((

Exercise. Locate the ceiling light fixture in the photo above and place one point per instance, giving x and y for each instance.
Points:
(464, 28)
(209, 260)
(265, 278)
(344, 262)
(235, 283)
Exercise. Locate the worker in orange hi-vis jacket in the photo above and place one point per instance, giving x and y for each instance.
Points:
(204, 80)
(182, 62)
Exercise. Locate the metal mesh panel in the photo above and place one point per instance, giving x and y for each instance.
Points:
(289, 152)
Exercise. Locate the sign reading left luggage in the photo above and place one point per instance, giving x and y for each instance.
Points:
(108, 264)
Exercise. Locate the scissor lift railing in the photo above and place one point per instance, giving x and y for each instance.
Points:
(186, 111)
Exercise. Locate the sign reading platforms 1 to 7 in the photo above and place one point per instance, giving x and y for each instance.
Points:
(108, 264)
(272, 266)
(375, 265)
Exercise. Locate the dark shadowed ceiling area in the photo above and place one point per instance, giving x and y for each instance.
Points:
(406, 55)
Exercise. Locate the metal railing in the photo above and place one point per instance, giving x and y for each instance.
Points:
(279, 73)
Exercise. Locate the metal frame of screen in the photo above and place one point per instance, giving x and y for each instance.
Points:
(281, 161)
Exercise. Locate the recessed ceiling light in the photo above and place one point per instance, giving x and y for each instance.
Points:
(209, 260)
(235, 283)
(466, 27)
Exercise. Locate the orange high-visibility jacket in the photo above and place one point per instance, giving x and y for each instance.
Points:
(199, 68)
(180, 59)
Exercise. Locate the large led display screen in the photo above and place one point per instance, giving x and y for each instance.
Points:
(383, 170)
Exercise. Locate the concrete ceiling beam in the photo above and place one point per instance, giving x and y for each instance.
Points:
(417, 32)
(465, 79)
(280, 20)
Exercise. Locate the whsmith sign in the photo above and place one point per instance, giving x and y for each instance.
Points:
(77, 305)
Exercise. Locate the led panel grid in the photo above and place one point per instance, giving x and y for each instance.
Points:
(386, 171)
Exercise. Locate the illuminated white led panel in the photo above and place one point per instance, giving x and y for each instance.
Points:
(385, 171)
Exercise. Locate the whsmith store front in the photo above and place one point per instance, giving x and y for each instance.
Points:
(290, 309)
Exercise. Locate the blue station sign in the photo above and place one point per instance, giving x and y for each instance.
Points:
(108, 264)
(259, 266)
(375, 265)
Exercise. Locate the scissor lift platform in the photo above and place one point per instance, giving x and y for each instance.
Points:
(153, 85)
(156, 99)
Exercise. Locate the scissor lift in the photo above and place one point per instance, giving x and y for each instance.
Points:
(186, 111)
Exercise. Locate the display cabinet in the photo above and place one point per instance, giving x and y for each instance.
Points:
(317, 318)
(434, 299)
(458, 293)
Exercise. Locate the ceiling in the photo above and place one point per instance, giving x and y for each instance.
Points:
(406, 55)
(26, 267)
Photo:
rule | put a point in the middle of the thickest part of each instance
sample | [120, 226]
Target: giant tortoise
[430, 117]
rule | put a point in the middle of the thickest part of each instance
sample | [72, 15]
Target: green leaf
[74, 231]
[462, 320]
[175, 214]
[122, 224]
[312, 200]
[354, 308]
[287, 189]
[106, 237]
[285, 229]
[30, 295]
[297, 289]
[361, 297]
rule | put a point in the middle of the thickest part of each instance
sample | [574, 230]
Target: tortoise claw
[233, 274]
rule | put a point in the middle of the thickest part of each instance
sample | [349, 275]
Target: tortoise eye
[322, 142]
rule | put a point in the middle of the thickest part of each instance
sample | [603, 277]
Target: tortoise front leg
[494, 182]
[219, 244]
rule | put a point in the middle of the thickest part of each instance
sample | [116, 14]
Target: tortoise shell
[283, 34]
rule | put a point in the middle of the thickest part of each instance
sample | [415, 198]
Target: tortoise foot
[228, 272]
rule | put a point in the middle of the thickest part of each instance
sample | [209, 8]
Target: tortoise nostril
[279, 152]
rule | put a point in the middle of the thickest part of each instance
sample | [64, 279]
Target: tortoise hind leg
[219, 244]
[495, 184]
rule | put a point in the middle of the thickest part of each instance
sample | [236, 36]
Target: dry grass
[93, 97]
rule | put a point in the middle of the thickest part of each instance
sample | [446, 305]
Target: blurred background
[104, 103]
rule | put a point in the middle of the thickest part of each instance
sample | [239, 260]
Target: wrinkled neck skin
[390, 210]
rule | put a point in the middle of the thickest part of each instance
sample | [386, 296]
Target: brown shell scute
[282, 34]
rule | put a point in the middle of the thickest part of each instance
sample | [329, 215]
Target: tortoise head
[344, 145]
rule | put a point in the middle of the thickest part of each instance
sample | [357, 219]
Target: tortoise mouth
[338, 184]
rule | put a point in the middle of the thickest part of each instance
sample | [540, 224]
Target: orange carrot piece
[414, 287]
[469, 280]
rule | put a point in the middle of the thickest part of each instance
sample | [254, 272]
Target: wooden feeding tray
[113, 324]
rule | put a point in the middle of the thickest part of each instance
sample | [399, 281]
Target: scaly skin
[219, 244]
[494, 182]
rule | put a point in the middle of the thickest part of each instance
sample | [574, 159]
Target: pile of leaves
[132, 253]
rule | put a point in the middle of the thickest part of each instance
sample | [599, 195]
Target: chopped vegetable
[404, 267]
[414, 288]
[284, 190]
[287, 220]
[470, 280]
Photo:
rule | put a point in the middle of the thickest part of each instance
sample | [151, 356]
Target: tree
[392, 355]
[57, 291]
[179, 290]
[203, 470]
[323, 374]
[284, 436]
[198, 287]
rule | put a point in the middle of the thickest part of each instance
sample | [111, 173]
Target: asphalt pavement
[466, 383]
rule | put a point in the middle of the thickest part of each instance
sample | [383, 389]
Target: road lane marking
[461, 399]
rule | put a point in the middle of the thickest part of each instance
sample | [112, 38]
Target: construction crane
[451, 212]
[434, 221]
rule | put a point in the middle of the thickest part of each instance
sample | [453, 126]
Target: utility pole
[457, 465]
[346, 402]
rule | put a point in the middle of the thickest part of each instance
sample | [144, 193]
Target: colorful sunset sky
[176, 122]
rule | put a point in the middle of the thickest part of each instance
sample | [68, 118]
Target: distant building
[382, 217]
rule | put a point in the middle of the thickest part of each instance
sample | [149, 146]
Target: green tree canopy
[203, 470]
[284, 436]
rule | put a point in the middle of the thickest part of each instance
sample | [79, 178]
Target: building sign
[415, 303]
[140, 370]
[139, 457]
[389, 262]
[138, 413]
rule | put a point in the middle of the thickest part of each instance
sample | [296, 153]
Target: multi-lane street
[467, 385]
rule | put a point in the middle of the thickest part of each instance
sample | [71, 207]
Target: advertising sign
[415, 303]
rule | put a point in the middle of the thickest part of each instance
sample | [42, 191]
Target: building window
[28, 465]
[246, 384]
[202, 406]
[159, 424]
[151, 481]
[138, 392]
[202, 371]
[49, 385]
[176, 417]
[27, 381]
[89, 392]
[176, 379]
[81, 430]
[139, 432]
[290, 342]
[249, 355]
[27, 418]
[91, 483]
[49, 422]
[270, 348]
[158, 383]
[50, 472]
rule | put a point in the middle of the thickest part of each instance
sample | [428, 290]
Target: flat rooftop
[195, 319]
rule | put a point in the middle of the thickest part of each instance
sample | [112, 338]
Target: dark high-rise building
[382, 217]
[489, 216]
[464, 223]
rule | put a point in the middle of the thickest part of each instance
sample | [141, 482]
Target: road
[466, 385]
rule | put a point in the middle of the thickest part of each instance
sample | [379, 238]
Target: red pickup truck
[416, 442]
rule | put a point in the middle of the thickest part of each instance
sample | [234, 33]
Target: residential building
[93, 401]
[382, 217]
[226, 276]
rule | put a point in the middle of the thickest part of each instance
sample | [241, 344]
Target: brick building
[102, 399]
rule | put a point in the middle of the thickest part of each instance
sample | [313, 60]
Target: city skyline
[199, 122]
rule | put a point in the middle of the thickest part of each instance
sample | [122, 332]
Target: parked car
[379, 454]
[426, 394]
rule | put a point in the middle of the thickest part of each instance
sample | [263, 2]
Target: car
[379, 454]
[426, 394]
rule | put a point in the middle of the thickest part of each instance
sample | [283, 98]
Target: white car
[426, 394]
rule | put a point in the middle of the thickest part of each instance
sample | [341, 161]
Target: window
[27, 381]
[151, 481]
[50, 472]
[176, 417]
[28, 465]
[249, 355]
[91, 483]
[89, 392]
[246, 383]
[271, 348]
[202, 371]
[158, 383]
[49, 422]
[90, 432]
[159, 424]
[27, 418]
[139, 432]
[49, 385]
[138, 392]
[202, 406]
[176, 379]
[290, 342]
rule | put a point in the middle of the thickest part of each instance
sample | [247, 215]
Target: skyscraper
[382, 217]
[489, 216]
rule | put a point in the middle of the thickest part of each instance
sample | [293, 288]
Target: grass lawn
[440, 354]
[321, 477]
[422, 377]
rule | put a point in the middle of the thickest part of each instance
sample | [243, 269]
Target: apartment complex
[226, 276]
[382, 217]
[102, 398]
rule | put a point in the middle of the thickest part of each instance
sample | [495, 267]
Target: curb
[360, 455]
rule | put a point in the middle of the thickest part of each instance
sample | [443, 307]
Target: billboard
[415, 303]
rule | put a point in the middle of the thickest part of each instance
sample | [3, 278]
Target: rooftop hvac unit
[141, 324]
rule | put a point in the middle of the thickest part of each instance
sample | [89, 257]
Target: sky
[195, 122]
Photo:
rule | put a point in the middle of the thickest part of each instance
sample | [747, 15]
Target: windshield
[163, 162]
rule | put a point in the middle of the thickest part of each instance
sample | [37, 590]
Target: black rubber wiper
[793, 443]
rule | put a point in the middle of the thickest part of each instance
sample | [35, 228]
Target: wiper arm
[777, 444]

))
((

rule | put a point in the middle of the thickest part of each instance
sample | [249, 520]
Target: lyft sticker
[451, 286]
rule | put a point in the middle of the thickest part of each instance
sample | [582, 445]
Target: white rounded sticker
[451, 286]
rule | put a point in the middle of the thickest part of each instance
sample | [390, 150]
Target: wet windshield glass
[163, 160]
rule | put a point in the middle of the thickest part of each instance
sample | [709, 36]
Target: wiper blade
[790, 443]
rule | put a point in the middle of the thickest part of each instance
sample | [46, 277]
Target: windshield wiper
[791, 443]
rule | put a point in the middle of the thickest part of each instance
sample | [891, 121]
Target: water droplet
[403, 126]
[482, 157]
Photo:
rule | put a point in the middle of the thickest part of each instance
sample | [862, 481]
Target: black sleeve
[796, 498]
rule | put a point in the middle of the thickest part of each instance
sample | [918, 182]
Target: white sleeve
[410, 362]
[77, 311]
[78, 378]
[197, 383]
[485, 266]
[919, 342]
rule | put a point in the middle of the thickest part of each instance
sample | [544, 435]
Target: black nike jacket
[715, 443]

))
((

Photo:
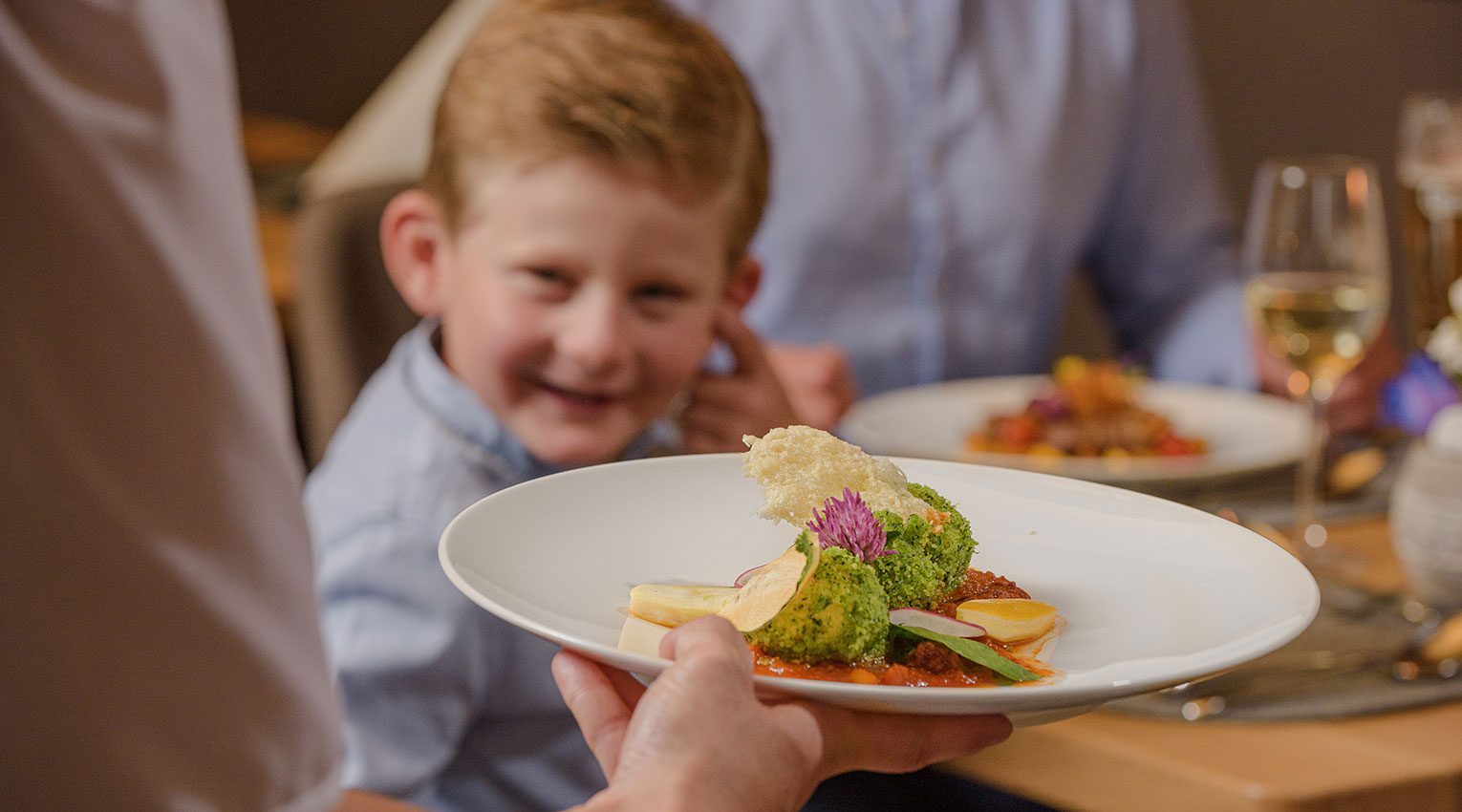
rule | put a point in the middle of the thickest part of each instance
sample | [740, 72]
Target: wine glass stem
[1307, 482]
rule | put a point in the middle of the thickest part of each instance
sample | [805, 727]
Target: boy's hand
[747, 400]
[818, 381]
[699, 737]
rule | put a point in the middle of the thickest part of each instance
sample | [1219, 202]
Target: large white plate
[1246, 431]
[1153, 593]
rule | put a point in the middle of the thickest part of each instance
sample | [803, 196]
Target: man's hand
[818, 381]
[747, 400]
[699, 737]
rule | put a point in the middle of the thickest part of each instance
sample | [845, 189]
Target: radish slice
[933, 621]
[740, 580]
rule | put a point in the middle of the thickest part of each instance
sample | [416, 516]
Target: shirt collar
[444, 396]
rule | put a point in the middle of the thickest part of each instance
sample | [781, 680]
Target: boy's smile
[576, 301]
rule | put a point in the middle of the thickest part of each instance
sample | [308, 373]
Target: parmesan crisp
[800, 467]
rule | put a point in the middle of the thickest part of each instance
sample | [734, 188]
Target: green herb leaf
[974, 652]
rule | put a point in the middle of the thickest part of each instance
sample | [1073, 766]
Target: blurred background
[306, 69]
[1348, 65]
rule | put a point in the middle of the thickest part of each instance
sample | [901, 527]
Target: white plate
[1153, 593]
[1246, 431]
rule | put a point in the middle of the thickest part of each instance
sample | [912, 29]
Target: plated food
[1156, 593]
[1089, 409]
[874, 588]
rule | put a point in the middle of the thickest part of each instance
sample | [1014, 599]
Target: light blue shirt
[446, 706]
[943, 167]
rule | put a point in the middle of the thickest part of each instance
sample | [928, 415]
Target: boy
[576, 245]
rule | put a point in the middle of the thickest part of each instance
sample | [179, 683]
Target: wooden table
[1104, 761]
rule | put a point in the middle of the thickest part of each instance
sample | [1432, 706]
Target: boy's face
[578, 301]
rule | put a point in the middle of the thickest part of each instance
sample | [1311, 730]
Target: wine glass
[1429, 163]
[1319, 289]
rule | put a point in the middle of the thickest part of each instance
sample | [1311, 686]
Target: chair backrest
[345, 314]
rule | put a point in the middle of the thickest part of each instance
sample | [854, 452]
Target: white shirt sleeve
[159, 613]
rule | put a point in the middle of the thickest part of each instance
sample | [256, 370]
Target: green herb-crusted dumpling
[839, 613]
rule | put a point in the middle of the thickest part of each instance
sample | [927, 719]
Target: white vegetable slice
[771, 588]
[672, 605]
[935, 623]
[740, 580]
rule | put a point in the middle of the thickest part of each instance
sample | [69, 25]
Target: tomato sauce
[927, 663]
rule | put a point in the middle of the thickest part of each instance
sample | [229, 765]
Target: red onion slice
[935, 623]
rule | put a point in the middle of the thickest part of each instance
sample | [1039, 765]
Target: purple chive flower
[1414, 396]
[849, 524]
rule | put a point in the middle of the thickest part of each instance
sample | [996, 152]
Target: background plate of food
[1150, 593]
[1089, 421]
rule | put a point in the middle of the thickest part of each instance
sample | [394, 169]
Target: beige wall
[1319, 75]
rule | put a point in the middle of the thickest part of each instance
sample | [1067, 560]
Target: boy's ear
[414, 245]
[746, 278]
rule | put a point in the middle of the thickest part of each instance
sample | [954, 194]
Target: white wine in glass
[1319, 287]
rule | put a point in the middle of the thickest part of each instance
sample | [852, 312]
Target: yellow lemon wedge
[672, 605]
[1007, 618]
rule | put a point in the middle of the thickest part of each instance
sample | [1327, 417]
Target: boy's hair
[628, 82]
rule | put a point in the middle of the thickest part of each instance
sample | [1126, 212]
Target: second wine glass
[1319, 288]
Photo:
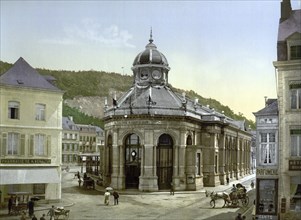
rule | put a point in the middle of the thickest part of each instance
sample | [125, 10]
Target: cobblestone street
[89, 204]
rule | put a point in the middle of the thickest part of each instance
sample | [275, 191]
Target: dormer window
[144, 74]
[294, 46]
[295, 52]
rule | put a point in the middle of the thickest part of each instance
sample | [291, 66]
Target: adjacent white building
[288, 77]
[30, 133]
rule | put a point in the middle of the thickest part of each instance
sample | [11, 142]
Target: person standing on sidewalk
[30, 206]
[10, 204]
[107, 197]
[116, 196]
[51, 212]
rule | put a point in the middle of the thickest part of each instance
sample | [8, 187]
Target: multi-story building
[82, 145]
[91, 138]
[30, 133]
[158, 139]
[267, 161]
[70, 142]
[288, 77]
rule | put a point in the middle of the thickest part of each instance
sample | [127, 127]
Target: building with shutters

))

» **ASSIGNMENT**
Which lines in the listing hold the word "screen"? Copy them out.

» **TASK SOLUTION**
Exercise. Locate the metal frame of screen in the photo above and place one point per instance, giving x and y for each instance.
Exercise. Locate the large led display screen in the photo above and place one point per instance, giving x and y for each instance.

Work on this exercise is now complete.